◆ **SELECTED PASSAGE**:
***

Hey Ryan,
I just got uploaded the small sample data into the Hbase-0.89. I will post
the Map Reduce code after completing the test. I need to get rid of the
exception which I am facing now. When I run the Map Reduce program in my
machine I am getting the following error.
................
................
at org.apache.hadoop.mapred.MapTask.run(MapTask.java:317)
at org.apache.hadoop.mapred.Child$4.run(Child.java:217)
at java.security.AccessController.doPrivileged(Native Method)
at javax.security.auth.Subject.doAs(Subject.java:396)
at
org.apache.hadoop.security.UserGroupInformation.doAs(UserGroupInformation.java:1063)
at org.apache.hadoop.mapred.Child.main(Child.java:211)
*attempt_201102010535_0004_m_000000_0:
org.apache.hadoop.hbase.client.NoServerForRegionException: Timed out trying
to locate root region*
attempt_201102010535_0004_m_000000_0: at
org.apache.hadoop.hbase.client.HConnectionManager$TableServers.locateRootRegion(HConnectionManager.java:1089)

***

◆ **TO DO**:
[1] In the HBase post, what exception does the MapReduce run report?
[2] Can you sum up the HBase post in two sentences?
[3] Would you reproduce the stretch of the HBase post from "at org.apache.hadoop.mapred.MapTask.run(MapTask.java:317)" through "at javax.security.auth.Subject.doAs(Subject.java:396)"?
The material that comes next plays no part in this work.

***

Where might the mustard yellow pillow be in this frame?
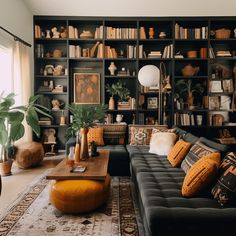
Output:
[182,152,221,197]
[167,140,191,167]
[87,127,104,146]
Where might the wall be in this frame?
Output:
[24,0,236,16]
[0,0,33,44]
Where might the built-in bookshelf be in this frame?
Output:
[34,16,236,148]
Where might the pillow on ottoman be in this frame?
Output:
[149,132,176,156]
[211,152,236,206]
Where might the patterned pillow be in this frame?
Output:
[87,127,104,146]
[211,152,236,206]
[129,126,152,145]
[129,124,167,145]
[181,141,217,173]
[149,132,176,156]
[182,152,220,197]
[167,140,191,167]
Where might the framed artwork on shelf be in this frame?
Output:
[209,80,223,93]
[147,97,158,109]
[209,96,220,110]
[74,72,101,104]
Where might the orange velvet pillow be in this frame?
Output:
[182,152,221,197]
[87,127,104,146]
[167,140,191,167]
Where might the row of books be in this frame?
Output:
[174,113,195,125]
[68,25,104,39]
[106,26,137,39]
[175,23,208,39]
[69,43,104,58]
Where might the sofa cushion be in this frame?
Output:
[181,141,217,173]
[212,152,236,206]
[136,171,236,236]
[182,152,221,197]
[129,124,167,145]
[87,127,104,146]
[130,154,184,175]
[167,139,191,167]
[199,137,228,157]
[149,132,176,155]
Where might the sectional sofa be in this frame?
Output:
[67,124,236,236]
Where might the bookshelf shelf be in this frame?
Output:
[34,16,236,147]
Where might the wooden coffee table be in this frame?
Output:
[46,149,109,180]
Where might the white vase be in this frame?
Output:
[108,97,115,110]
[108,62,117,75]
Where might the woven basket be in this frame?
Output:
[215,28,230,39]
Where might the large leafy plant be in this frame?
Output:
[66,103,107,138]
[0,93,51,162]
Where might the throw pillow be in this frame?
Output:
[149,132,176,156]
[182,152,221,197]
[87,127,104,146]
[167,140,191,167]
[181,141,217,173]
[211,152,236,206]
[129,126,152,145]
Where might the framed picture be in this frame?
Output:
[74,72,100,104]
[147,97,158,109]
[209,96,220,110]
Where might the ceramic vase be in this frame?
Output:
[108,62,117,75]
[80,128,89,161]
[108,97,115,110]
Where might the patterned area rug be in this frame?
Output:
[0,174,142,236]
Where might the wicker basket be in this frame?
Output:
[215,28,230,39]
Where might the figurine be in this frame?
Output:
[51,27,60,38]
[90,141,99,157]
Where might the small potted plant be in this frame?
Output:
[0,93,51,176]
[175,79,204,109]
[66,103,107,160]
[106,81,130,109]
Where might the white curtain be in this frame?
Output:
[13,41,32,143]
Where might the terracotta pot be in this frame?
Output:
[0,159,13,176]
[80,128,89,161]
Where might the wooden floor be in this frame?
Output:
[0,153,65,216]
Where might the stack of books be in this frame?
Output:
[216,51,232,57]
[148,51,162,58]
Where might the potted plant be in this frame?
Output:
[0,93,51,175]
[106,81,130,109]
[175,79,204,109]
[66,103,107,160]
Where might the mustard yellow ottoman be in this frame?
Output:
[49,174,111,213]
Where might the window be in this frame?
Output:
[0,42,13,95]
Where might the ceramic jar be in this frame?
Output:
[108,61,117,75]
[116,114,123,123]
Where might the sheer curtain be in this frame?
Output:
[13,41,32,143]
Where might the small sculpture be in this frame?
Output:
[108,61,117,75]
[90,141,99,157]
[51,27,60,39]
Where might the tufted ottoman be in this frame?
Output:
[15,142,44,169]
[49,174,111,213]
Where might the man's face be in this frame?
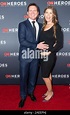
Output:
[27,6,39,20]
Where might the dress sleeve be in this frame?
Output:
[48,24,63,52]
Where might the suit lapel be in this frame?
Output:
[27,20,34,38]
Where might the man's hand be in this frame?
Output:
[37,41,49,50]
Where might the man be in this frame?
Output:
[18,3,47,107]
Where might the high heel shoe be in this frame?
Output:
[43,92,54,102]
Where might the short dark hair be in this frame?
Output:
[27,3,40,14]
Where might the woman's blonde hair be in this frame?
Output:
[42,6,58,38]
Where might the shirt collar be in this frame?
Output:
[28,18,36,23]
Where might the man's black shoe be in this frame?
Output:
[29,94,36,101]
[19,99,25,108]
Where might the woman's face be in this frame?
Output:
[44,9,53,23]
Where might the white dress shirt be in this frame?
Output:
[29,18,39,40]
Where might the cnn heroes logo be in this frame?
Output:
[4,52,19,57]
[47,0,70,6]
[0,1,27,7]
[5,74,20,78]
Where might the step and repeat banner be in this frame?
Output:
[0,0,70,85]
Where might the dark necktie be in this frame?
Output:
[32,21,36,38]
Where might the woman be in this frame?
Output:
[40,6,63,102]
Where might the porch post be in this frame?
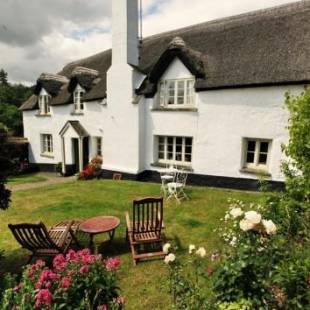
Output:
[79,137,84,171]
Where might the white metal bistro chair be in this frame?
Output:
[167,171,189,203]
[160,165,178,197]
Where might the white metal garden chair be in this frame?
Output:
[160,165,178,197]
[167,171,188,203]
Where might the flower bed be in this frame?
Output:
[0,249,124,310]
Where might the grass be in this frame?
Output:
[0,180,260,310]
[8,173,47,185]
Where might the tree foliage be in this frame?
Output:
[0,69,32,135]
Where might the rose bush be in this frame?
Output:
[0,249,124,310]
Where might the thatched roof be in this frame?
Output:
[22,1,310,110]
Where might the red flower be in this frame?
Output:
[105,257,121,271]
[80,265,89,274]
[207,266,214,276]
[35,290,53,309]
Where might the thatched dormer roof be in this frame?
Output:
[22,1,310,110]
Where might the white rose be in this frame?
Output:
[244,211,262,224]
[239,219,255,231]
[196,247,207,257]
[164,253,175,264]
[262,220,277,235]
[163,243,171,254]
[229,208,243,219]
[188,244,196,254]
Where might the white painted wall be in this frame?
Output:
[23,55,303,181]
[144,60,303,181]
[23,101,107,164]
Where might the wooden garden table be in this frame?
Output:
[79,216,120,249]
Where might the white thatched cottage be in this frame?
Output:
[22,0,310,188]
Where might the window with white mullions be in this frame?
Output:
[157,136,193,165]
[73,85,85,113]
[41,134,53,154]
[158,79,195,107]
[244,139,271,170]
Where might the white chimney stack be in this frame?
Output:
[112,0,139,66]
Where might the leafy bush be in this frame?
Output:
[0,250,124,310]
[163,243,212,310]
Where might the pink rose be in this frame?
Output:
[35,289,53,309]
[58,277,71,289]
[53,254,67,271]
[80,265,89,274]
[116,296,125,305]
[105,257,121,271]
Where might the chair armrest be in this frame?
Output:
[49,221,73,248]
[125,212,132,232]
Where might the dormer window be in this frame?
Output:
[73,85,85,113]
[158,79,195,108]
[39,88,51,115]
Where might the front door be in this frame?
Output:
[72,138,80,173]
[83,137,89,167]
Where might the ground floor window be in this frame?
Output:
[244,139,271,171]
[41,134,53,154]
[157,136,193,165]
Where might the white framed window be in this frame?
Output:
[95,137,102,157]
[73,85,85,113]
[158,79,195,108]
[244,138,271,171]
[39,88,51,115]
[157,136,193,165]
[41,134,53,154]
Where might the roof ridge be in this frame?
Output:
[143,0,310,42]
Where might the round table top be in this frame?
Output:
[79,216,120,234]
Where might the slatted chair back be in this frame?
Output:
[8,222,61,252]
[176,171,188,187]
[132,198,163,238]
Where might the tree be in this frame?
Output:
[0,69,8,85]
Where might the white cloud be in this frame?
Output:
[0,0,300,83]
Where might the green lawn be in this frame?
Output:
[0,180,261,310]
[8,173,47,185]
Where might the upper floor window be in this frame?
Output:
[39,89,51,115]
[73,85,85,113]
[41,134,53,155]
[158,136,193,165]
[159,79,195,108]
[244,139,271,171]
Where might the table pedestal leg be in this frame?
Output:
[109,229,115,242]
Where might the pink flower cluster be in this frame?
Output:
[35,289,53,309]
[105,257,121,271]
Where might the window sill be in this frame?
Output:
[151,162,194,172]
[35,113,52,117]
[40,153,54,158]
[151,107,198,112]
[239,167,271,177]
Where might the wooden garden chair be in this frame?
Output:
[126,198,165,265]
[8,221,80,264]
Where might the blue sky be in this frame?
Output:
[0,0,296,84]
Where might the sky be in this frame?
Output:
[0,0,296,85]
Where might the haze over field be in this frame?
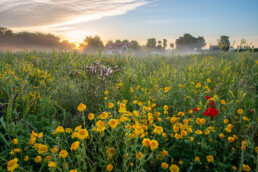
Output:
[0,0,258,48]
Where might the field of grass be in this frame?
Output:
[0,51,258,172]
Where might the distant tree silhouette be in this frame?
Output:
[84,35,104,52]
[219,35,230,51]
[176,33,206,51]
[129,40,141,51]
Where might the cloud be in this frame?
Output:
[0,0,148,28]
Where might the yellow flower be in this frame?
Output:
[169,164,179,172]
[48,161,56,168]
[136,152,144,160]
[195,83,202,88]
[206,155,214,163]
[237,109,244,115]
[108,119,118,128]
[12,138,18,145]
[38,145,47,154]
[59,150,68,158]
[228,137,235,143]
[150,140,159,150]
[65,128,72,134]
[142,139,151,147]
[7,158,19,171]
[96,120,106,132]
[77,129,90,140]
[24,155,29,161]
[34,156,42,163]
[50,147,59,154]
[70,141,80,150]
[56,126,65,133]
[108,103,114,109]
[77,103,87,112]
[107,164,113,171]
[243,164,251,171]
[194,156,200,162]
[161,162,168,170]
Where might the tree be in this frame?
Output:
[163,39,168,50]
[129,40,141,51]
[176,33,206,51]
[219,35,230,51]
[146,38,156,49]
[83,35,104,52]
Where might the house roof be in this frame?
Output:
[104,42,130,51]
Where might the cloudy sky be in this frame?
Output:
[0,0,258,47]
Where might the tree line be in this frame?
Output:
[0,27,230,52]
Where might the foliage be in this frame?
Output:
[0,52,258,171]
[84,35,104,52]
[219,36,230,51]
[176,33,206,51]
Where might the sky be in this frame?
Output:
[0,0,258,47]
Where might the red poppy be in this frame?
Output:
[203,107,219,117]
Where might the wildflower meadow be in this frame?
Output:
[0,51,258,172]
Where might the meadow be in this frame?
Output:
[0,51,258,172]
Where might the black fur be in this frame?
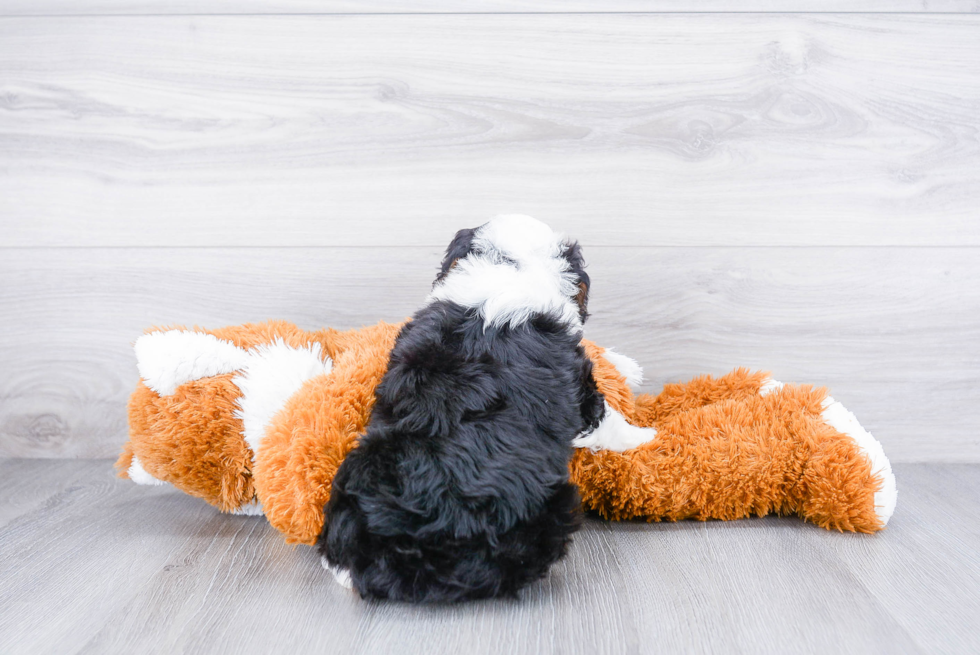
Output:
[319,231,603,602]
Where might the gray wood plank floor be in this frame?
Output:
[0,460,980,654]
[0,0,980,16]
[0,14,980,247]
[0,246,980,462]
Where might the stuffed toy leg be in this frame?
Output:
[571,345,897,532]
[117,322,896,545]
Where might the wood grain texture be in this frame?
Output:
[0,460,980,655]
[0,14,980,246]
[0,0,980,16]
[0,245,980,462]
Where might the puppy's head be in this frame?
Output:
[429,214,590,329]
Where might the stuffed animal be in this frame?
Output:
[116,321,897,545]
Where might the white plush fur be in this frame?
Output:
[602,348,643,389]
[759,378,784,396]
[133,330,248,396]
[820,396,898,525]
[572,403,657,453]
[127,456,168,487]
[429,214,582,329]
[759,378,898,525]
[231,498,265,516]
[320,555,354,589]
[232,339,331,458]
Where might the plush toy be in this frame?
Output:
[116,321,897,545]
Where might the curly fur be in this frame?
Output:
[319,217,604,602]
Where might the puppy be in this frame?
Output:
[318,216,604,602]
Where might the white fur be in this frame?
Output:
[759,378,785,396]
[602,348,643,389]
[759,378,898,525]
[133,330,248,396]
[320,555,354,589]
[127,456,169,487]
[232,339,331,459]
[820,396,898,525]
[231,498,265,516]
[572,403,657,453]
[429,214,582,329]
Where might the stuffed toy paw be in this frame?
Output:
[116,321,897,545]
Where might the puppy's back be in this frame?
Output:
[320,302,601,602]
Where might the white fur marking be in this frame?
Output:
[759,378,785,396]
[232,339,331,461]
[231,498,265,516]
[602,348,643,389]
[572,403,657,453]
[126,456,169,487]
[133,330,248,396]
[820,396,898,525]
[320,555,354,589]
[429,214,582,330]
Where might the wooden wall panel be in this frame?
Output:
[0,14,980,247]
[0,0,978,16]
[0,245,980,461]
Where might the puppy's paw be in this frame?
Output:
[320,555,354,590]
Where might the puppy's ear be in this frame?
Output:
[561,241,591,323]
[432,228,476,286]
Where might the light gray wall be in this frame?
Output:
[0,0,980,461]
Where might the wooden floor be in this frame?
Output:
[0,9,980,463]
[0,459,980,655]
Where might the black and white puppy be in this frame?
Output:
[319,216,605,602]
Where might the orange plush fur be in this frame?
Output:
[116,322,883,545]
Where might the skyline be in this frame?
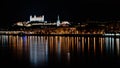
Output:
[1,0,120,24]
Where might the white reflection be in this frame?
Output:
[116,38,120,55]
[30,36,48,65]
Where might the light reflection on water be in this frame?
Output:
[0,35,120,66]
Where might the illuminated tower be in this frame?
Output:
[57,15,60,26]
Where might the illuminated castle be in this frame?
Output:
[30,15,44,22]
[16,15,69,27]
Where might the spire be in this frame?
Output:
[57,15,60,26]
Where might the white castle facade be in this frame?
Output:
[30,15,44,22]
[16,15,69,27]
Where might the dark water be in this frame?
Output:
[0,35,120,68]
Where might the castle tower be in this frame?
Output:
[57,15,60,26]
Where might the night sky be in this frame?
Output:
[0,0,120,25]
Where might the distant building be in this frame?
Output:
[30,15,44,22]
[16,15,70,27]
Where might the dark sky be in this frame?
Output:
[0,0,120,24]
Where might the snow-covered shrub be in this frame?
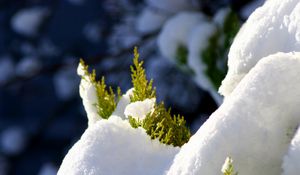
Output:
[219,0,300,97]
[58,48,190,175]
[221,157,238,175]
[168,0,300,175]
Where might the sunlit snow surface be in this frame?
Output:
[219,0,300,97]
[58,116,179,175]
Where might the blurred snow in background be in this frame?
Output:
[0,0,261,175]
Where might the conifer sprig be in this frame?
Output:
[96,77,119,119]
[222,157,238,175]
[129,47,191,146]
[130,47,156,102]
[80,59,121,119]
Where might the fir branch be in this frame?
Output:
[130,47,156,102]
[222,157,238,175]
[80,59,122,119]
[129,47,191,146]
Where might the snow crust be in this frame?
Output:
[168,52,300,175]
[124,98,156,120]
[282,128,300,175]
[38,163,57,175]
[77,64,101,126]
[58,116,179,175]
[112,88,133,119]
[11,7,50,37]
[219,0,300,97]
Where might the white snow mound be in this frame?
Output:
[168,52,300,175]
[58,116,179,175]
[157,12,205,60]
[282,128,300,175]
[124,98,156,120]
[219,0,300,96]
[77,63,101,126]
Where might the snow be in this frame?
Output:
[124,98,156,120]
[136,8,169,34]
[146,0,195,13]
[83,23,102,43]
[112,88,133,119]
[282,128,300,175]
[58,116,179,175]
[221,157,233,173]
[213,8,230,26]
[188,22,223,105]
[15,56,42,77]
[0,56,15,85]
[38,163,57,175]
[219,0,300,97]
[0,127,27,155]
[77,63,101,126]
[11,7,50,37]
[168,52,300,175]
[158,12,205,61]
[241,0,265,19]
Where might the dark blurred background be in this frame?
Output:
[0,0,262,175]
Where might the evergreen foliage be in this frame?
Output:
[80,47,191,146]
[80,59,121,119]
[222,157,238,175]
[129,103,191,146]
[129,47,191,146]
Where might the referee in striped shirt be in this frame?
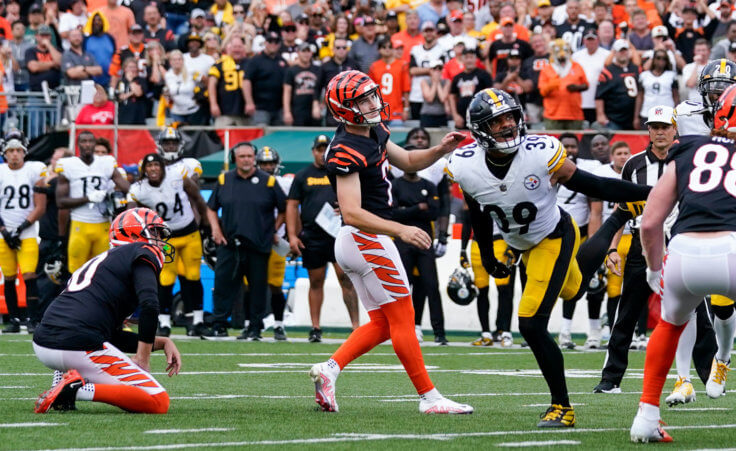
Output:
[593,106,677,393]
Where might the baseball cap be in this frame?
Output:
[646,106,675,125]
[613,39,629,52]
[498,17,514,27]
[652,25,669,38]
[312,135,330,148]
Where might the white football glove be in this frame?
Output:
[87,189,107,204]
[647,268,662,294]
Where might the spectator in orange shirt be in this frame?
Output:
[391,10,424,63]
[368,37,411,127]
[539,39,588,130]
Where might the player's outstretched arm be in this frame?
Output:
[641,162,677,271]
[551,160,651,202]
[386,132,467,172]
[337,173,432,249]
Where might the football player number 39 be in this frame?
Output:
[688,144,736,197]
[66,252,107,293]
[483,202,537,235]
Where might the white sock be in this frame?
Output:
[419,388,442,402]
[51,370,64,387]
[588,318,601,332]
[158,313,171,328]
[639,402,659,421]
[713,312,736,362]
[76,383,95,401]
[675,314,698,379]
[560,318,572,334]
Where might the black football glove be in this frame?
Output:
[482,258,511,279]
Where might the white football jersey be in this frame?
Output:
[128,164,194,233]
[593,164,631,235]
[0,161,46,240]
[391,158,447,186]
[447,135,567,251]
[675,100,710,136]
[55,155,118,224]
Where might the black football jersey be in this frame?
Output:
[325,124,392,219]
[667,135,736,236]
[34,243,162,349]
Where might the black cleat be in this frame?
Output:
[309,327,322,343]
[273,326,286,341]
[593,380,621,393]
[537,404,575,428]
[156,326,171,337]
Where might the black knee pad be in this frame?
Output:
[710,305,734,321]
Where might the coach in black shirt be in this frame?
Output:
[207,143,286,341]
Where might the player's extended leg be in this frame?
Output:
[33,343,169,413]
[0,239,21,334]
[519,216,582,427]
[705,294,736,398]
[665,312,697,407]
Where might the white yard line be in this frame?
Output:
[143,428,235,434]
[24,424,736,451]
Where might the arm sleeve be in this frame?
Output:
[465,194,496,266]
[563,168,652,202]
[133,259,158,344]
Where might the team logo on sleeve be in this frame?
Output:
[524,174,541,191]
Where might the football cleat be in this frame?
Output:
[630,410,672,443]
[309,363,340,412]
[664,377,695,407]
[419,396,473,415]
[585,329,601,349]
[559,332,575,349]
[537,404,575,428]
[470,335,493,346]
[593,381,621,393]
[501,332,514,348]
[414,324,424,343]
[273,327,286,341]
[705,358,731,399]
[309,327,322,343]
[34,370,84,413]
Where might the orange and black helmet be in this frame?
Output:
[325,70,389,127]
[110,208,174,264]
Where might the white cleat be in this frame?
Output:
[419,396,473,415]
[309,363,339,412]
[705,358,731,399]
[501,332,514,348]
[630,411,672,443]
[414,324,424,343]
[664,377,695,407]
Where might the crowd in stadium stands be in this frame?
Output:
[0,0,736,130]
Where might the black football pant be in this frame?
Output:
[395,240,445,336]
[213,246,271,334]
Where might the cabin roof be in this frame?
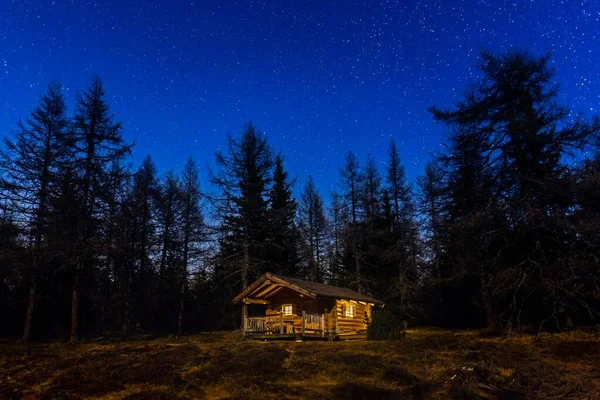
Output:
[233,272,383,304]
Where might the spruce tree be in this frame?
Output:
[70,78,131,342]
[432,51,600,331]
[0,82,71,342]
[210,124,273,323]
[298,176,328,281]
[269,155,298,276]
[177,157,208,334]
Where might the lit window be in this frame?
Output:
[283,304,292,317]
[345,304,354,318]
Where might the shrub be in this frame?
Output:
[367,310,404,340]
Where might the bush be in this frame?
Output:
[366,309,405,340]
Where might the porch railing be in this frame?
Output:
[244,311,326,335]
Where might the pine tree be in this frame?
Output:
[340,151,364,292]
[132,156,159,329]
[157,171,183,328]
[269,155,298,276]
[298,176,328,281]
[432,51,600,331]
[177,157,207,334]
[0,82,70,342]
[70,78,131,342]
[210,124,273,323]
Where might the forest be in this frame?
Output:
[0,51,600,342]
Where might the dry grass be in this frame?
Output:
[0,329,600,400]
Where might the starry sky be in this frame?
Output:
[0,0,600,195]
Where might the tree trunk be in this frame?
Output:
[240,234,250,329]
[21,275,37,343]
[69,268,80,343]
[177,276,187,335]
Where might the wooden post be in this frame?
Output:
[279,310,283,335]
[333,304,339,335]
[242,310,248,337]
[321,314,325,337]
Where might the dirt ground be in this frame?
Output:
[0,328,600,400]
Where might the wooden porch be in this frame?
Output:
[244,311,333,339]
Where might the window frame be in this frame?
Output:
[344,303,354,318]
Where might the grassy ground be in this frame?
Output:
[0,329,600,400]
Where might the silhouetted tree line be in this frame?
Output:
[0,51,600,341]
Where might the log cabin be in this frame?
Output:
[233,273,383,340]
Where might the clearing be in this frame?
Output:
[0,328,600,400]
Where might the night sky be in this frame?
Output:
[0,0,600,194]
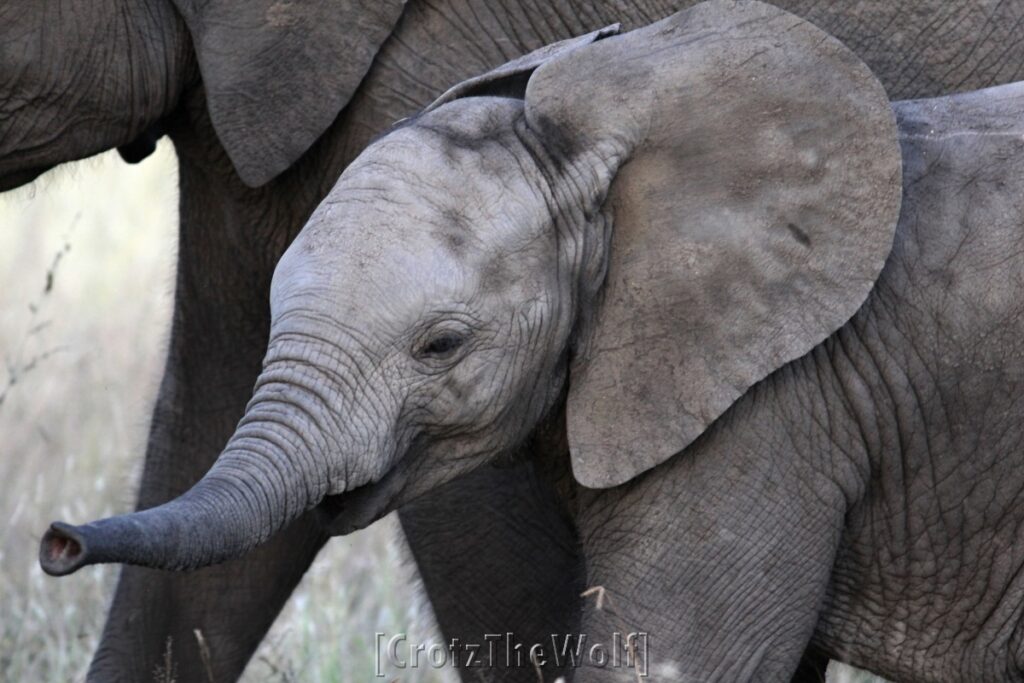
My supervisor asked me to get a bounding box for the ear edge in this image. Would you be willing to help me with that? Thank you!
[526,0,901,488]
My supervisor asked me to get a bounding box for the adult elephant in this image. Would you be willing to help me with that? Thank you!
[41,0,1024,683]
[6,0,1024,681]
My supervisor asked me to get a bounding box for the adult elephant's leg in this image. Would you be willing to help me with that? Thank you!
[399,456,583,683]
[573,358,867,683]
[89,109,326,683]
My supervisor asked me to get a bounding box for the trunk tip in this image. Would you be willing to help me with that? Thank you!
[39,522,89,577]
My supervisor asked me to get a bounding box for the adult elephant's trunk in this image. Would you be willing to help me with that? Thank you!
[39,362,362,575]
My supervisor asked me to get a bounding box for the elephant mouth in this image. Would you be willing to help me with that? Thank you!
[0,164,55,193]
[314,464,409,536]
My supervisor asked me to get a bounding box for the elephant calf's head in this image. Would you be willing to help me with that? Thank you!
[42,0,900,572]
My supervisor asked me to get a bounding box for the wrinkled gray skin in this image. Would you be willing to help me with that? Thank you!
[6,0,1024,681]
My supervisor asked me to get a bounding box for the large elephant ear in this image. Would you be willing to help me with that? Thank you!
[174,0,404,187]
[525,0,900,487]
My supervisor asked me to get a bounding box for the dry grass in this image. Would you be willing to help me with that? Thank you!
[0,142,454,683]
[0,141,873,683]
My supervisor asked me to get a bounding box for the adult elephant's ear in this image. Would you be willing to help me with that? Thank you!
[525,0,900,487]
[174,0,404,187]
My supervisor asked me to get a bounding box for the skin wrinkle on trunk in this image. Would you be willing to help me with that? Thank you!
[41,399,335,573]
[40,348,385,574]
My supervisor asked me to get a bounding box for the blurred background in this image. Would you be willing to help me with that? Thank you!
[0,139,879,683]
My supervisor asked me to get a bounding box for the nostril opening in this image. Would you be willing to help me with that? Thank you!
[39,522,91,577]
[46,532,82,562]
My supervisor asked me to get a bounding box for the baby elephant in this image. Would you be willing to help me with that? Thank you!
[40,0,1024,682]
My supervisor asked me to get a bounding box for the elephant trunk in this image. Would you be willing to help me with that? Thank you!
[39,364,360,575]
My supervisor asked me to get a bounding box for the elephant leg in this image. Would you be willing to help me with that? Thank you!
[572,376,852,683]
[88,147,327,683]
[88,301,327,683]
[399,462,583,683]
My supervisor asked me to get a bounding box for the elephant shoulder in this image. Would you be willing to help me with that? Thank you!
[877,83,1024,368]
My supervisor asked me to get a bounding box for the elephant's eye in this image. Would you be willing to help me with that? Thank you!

***

◆ **THE SOLUTIONS**:
[1] A NoServerForRegionException: "Timed out trying to locate root region."

[2] The writer has uploaded a small sample dataset into HBase 0.89 and will post the MapReduce code after finishing the test. Running the MapReduce program on the writer's machine produces an error, a NoServerForRegionException reporting a timeout while trying to locate the root region.

[3]
at org.apache.hadoop.mapred.MapTask.run(MapTask.java:317)
at org.apache.hadoop.mapred.Child$4.run(Child.java:217)
at java.security.AccessController.doPrivileged(Native Method)
at javax.security.auth.Subject.doAs(Subject.java:396)